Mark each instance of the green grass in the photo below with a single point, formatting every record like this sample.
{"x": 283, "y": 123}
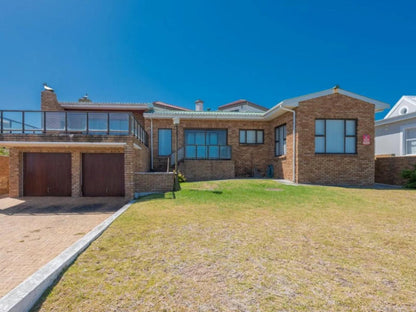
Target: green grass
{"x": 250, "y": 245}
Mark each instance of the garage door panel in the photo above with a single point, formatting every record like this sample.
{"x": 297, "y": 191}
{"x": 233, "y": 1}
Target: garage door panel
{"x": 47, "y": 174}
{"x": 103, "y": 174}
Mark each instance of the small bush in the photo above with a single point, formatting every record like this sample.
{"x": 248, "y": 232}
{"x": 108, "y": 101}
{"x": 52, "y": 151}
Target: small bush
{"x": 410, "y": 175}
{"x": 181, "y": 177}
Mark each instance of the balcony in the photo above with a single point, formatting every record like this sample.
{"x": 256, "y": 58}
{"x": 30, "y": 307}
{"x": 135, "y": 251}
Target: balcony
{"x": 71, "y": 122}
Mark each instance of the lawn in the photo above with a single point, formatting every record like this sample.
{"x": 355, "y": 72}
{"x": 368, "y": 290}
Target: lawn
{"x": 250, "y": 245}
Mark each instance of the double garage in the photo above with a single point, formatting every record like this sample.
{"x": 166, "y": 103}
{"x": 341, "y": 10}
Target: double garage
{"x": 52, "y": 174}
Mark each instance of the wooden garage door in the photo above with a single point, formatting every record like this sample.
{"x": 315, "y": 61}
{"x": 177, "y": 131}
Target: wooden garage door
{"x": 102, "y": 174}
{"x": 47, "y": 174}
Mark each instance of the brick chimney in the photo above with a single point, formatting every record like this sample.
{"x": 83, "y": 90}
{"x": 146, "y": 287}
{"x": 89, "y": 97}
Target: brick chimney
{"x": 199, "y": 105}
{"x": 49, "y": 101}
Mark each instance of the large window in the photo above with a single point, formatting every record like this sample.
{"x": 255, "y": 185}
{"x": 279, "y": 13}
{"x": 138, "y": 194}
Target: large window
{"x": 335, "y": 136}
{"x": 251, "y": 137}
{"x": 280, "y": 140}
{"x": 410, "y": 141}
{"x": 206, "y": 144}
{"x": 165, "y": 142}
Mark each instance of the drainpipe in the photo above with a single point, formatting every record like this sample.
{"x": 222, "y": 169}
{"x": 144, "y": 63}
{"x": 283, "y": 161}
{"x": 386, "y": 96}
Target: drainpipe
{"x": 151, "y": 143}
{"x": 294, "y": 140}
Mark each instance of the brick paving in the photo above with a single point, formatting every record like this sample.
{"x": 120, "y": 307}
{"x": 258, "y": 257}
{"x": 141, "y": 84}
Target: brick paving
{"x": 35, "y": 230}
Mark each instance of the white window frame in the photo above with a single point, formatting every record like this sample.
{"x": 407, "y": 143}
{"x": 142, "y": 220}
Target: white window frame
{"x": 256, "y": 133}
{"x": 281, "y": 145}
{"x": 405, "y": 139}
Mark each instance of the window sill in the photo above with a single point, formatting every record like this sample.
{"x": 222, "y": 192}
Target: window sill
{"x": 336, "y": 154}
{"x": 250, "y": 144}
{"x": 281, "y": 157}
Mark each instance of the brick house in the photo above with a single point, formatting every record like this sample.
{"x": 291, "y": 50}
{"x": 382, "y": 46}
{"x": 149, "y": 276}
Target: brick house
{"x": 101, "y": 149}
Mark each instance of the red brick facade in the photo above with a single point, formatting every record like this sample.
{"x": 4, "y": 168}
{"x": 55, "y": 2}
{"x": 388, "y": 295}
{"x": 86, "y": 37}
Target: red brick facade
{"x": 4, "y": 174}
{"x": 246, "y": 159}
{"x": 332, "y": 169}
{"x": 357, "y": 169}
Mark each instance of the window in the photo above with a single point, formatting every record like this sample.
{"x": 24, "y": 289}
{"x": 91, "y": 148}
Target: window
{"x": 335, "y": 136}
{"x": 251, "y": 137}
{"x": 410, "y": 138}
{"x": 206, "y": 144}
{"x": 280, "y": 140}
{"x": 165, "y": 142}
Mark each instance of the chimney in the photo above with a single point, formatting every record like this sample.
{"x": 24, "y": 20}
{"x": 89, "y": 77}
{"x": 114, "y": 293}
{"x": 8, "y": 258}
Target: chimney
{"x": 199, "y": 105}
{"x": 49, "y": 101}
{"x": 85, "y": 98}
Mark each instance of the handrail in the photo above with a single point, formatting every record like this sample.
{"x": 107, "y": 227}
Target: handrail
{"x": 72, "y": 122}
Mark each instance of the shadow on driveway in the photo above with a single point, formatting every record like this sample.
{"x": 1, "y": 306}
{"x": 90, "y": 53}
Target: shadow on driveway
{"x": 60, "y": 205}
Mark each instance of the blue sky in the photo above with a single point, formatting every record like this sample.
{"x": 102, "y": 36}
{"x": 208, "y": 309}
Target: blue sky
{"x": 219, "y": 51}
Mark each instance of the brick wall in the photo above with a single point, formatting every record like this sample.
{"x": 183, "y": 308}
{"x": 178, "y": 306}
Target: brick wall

- _THE TASK_: The entries above are to be copied exactly, with every picture left out.

- _TASK ANSWER_:
Mark each instance of the green grass in the photo below with a single point, formatting every record like this sample.
{"x": 283, "y": 123}
Target: green grass
{"x": 250, "y": 245}
Mark each instance of the garage door panel in the photo above with a single point, formatting every record like this sample.
{"x": 297, "y": 191}
{"x": 233, "y": 1}
Target: garage door panel
{"x": 47, "y": 174}
{"x": 103, "y": 174}
Mark each instance of the small bush in the photo above with a single point, formatting every record like this sample.
{"x": 248, "y": 232}
{"x": 108, "y": 101}
{"x": 52, "y": 151}
Target: small bush
{"x": 410, "y": 175}
{"x": 181, "y": 177}
Mark each instance of the balcony in the photo above with a single point, formatting every record like this sample.
{"x": 256, "y": 58}
{"x": 30, "y": 307}
{"x": 135, "y": 251}
Target: balcony
{"x": 71, "y": 122}
Mark each instance of the lawn in the photo above with a single point, formatting every record like this sample.
{"x": 355, "y": 72}
{"x": 368, "y": 290}
Target: lawn
{"x": 250, "y": 245}
Mark each instance of the double garage in the photo above with a single point, formatting every record like this sample.
{"x": 166, "y": 103}
{"x": 341, "y": 10}
Target: double garage
{"x": 52, "y": 174}
Mark each instance of the wooden garage door in the photo above with a single point, formatting every record like this sample.
{"x": 315, "y": 61}
{"x": 177, "y": 131}
Target: wooden garage door
{"x": 102, "y": 174}
{"x": 47, "y": 174}
Mark each instance of the brick chimney in the photo above with a single point, formatting every record like this sample.
{"x": 83, "y": 90}
{"x": 146, "y": 287}
{"x": 89, "y": 97}
Target: brick chimney
{"x": 199, "y": 105}
{"x": 49, "y": 101}
Mark each instance of the large window in the photo above with a single point, formatting every record like this sample.
{"x": 255, "y": 185}
{"x": 279, "y": 13}
{"x": 138, "y": 194}
Target: large window
{"x": 335, "y": 136}
{"x": 251, "y": 137}
{"x": 280, "y": 140}
{"x": 410, "y": 141}
{"x": 206, "y": 144}
{"x": 165, "y": 142}
Mark each instance of the drainpipe in the photo above with a single point, formatting every record like this sample.
{"x": 222, "y": 169}
{"x": 144, "y": 63}
{"x": 283, "y": 161}
{"x": 386, "y": 96}
Target: drainpipe
{"x": 151, "y": 143}
{"x": 294, "y": 140}
Mark each instance of the brick paving in the photo above with a single point, formatting every record like this sample.
{"x": 120, "y": 307}
{"x": 258, "y": 257}
{"x": 141, "y": 84}
Target: brick paving
{"x": 35, "y": 230}
Mark each instance of the white window frame in the photo above with a single point, formatting every record like this sample.
{"x": 407, "y": 143}
{"x": 142, "y": 220}
Target: white window frame
{"x": 256, "y": 133}
{"x": 281, "y": 145}
{"x": 405, "y": 139}
Mark each instance of the window sill in the photo above with a single point, formatting every record like this sample.
{"x": 222, "y": 192}
Target: window sill
{"x": 336, "y": 154}
{"x": 250, "y": 144}
{"x": 281, "y": 157}
Mark each instance of the brick house in the photo above with a single point, formatting every record like this sample.
{"x": 291, "y": 50}
{"x": 382, "y": 46}
{"x": 149, "y": 276}
Target: brick house
{"x": 101, "y": 149}
Mark each instance of the red brick facade in the photo above with a single point, formatting every record like this sample.
{"x": 4, "y": 168}
{"x": 55, "y": 2}
{"x": 388, "y": 295}
{"x": 86, "y": 37}
Target: red brick facade
{"x": 4, "y": 174}
{"x": 246, "y": 159}
{"x": 332, "y": 169}
{"x": 357, "y": 169}
Mark each instance of the window in the photo above with a single point, formatting every record like this sample.
{"x": 24, "y": 289}
{"x": 91, "y": 148}
Target: window
{"x": 335, "y": 136}
{"x": 251, "y": 137}
{"x": 410, "y": 138}
{"x": 206, "y": 144}
{"x": 280, "y": 140}
{"x": 165, "y": 142}
Mark each instance of the chimney in the photo above with a single point, formatting every record like this sample.
{"x": 24, "y": 20}
{"x": 89, "y": 77}
{"x": 114, "y": 293}
{"x": 8, "y": 258}
Target: chimney
{"x": 199, "y": 105}
{"x": 49, "y": 101}
{"x": 85, "y": 98}
Mark each instance of the handrail in the photo above with a single point, formatting every record like this sample.
{"x": 107, "y": 227}
Target: handrail
{"x": 72, "y": 122}
Mark each instance of the shadow on driveway in the photo above with a single point, formatting every record like this sample.
{"x": 1, "y": 306}
{"x": 90, "y": 53}
Target: shadow on driveway
{"x": 60, "y": 205}
Mark each instance of the blue sky in the photo above with a single point, formatting every record like this sample.
{"x": 102, "y": 36}
{"x": 208, "y": 309}
Target: blue sky
{"x": 219, "y": 51}
Mark each instance of the brick wall in the photo above with a single point, formatting every record like this sample.
{"x": 183, "y": 308}
{"x": 178, "y": 306}
Target: brick wall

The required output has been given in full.